------ Input records ------

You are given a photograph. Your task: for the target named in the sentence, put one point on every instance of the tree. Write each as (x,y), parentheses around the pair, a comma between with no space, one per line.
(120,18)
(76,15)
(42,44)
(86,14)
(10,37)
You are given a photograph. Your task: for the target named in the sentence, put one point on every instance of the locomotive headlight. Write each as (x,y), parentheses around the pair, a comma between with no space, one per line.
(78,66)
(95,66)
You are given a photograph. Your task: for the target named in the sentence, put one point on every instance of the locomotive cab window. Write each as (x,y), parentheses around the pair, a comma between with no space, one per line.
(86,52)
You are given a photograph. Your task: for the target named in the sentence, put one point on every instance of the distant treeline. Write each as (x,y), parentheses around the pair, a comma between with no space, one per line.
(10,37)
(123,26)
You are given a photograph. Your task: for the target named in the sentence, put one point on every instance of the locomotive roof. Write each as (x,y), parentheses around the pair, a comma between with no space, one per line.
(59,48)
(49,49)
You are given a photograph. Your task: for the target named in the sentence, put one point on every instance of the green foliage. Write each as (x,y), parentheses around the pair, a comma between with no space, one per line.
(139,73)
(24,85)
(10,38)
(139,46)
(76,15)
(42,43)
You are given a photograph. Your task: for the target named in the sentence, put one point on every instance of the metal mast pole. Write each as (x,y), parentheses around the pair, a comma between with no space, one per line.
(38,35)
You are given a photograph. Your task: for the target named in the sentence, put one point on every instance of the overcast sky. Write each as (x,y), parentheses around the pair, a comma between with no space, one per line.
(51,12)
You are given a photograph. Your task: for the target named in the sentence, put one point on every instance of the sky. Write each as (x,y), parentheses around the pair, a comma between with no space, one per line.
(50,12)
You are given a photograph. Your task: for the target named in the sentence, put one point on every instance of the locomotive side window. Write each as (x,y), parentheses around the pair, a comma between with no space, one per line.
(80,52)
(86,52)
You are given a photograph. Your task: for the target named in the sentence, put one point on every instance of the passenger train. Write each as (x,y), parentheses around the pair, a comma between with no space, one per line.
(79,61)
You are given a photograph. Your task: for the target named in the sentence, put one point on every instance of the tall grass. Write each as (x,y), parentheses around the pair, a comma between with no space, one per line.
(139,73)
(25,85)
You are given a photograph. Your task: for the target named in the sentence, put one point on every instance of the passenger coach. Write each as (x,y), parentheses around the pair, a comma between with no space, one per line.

------

Requirement — Copy each line above exactly as it stands.

Task output —
You are given a photograph. Your task: for the target named in the sentence, put one point on every instance of the tree. Write each as (x,y), parentheses around the pair, a comma between with no space, one per line.
(120,18)
(76,15)
(42,44)
(86,14)
(10,37)
You are given a photograph. Your task: for the target named in the sentence, put one point on every instance of the locomotive headlight. Write each as (x,y), parentheses around the pair, a comma between with no space, one per line.
(78,66)
(95,66)
You are given a photograph. Your task: for the target named in the sentence, put one point on every instance of the locomotive cab window. Write each as (x,y), parentheses around the pair, a comma between with no space, one per line.
(86,52)
You are given a photograph. Your task: for the target named in the sentence, put one point on every instance of the distant treeline. Write each as (x,y), parentheses around the pair, a comma between with no space, one per line.
(10,37)
(123,26)
You are given a photograph. Your task: for the target named in the sentence, put one point on every instance of the locomotive roof. Write each as (x,y), parentheses around the pair, a comma between with no space, one per line.
(59,48)
(49,49)
You are given a photograph. Your task: for the target named in the sentence, put one point on every instance of the green foliage. Write each as (x,y), parentheses around the pair, a comma between with no space, one per line.
(139,73)
(24,85)
(10,38)
(139,46)
(76,15)
(42,43)
You are given a photograph. Your task: for the target named in the sentence, put one point on every instance of the metal mast pole. Write each as (x,y), parentheses around the pair, a comma between with no space, one per line.
(38,35)
You are given a photograph. Your task: for the target named in the sentence, put one point on every instance of the overcast sky. Write each as (x,y), parentheses around the pair, a comma between with no space, one per line.
(51,12)
You are given a photograph. Your task: for the target named in the sentence, put one point on every instance of the sky. Write each as (x,y), parentheses around the pair, a comma between with no space, one per line.
(50,12)
You are given a photograph. Your task: for the target named in the sentence, put one point on every instance of the locomotive side window. Write each as (x,y), parentheses around the pair, a comma between with no space, one per line.
(80,52)
(86,52)
You are given a photograph. Your task: for the target named in the sentence, put one point on every instance of the passenger train. Write each as (x,y), parentheses around the pair, a comma between with no space, one per line.
(79,61)
You are given a photograph. Your task: for the target named in the sentence, put one point on every instance of the tall grass. Write each as (x,y), parentheses around the pair, a comma between with no space, one per line.
(139,73)
(25,85)
You are given a photograph. Your task: for the target named in the sentence, put one point on every instance of the passenger coach. Write each as (x,y), parentheses around the pair, a comma between with no space, one per line.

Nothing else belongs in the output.